- Challenge -
Reproduce the lines exactly, from the first line of the records through the line that contains "214 24 L 213", including both.

Entries in an annotation dataset:
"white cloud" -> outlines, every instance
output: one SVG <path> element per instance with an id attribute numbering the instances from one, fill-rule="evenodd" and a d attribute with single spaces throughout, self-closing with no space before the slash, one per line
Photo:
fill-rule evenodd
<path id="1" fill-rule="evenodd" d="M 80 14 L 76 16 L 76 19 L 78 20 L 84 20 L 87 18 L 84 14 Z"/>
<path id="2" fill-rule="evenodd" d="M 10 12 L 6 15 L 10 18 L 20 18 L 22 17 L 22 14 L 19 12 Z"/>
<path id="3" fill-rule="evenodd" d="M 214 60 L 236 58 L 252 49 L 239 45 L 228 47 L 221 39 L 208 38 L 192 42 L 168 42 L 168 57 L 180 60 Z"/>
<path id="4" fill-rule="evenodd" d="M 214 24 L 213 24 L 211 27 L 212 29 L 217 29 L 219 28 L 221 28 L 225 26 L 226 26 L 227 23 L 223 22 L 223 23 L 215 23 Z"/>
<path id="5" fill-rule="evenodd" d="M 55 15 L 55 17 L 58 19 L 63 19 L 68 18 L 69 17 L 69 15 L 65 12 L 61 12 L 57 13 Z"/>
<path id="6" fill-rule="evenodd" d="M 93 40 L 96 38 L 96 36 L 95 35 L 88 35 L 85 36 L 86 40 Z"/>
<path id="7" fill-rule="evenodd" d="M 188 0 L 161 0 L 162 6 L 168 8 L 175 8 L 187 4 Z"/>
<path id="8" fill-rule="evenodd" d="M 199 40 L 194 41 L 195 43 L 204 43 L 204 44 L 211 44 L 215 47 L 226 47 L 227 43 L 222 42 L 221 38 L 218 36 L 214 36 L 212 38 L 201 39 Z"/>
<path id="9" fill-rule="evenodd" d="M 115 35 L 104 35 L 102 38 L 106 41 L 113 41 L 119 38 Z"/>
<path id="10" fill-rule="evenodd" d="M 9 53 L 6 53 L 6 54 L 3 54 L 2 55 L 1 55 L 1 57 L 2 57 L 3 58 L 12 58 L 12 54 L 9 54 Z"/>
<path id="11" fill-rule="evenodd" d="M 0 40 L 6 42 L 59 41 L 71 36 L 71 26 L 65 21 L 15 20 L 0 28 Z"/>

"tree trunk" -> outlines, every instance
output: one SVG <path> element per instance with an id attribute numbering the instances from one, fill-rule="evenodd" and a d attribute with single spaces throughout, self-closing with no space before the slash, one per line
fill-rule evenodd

- Completed exercise -
"white cloud" -> outlines, every instance
output: one SVG <path> element per instance with an id attribute numbering the instances from one, fill-rule="evenodd" and a d attribute with single spaces throughout, self-closing with no space before the slash, one per line
Photo:
fill-rule evenodd
<path id="1" fill-rule="evenodd" d="M 80 14 L 76 16 L 76 19 L 78 20 L 84 20 L 87 18 L 84 14 Z"/>
<path id="2" fill-rule="evenodd" d="M 10 12 L 6 15 L 10 18 L 20 18 L 22 17 L 22 14 L 19 12 Z"/>
<path id="3" fill-rule="evenodd" d="M 214 60 L 236 58 L 252 49 L 239 45 L 228 47 L 221 39 L 208 38 L 192 42 L 168 42 L 168 57 L 180 60 Z"/>
<path id="4" fill-rule="evenodd" d="M 214 24 L 213 24 L 211 27 L 212 29 L 217 29 L 219 28 L 221 28 L 225 26 L 226 26 L 227 23 L 223 22 L 223 23 L 215 23 Z"/>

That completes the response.